**KUTIPAN DOKUMEN**
+ + + +

Agustus 2016 lalu, sebuah pesan rahasia dikirimkan dari Washington ke Kairo untuk memperingatkan tentang sebuah kapal misterius yang bergerak ke Terusan Suez.
Pesan itu menyebutkan kapal kargo besar bernama Jie Shun itu membawa bendera Kamboja namun sebenarnya telah berlayar dari Korea Utara, dengan awak Korea Utara dan sebuah kargo yang tidak diketahui serta diselimuti oleh terpal tebal.
Berbekal informasi tersebut, agen pabean menunggu kapal memasuki perairan Mesir. Mereka kemudian mengepung kapal tersebut dan menemukan sebuah ruang yang tersembunyi di bawah tong sampah bijih besi. Gudang itu berisi lebih dari 30.000 roket peluncur granat atau rocket-propelled grenades (RPG).
PBB kemudian menyimpulkan kejadian ini sebagai penyitaan amunisi terbesar dalam sejarah sanksi terhadap Korea Utara.
Sebagaimana dilaporkan Washington Post Minggu 1 Oktober 2017 bahkan dengan standar Korea Utara, Jie Shun adalah kapal yang sangat memprihatinkan. Penyidik PBB melaporkan kapal penuh dengan karat, kerangka baja keropos di hampir semua bagian, dan perlengkapannya berlapis debu batubara yang digunakan untuk bahan bakar mesin.
Selain itu sistem desalinasi tidak lagi bekerja hal ini dilihat dari peti botol air yang ditemukan petugas di sekitar kompartemen kru. Apakah senjatanya ditemukan atau tidak, pelayaran kapal sejauh 8.000 mil pada musim panas yang lalu mungkin ditakdirkan untuk menjadi yang terakhir.
“Kapal itu dalam kondisi mengerikan,” kata seorang diplomat Barat yang mengetahui laporan rahasia dari pemeriksaan resmi PBB. “Ini adalah pelayaran satu arah, dan kapal itu mungkin ditujukan untuk kembali pulang setelahnya.”
Sesuai dengan pesanan atau tidak, kapal tersebut berlayar dari kota pelabuhan Haeju, Korea Utara, pada tanggal 23 Juli 2016, dengan 23 awak Korea Utara termasuk seorang kapten dan seorang pejabat politik untuk memastikan disiplin Partai Komunis di kapal.
Meskipun milik Korea Utara, kapal tersebut telah terdaftar di Kamboja dan mengibarkan bendera Kamboja serta mengklaim Phnom Penh sebagai pelabuhan asalnya.

+ + + +

**DATA TERSEDIA**

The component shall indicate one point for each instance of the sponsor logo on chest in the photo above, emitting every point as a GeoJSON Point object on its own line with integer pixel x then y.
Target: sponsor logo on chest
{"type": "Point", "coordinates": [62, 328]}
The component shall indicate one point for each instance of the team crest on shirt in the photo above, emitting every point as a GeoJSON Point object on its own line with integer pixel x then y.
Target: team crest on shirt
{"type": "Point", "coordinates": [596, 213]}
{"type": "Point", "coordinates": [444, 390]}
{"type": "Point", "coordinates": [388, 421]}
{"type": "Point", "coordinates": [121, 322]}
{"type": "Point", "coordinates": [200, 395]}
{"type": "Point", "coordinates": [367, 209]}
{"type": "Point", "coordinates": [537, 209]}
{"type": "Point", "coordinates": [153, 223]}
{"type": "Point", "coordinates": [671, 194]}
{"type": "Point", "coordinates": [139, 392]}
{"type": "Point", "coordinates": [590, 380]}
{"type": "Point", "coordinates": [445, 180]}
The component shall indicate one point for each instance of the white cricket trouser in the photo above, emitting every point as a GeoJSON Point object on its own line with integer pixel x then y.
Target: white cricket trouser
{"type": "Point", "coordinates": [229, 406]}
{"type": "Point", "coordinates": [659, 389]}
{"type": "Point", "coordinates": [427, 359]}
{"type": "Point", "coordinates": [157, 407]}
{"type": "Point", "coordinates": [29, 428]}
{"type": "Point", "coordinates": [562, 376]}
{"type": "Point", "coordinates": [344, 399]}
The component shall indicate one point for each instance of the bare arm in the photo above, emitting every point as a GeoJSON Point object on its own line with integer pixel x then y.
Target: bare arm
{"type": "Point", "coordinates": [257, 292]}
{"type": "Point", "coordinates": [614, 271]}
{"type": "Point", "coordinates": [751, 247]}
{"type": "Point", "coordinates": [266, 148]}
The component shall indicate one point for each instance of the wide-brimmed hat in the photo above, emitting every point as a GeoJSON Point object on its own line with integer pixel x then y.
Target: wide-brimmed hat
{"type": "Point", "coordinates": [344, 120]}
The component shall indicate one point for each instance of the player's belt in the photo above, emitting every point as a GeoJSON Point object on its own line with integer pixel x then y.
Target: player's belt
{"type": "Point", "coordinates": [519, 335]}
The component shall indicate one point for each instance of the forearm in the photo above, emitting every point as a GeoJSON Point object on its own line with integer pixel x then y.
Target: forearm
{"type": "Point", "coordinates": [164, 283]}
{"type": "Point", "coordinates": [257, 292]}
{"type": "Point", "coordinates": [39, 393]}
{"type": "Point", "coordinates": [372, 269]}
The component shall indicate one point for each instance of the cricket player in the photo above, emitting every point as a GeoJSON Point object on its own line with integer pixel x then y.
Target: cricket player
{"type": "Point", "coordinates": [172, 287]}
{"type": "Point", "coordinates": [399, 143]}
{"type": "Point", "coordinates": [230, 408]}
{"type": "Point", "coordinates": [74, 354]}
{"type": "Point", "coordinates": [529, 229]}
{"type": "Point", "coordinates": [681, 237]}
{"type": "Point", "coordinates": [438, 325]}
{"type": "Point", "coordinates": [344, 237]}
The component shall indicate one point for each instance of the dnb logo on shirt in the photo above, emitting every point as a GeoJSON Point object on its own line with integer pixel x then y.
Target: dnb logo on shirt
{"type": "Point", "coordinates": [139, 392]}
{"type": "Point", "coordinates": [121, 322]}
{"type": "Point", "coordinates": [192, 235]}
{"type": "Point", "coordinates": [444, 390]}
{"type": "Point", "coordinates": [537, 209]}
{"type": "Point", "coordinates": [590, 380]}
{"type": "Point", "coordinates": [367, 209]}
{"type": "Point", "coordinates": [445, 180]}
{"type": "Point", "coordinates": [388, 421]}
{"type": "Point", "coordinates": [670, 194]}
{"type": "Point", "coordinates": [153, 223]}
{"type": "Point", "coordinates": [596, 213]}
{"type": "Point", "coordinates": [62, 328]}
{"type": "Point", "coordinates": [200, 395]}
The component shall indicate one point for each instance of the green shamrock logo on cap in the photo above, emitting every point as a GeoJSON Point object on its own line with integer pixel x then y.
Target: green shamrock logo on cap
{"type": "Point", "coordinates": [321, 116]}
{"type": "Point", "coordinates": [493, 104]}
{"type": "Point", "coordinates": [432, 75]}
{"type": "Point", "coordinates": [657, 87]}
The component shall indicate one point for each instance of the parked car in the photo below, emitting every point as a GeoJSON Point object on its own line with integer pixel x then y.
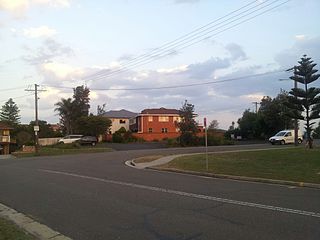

+ + + +

**URAIAN TUGAS**
Sunting bagian kutipan dokumen dari "Pesan itu menyebutkan" sampai "oleh terpal tebal." dengan mengganti "terpal" menjadi "kanvas".

**JAWABAN TUGAS**
Pesan itu menyebutkan kapal kargo besar bernama Jie Shun itu membawa bendera Kamboja namun sebenarnya telah berlayar dari Korea Utara, dengan awak Korea Utara dan sebuah kargo yang tidak diketahui serta diselimuti oleh kanvas tebal.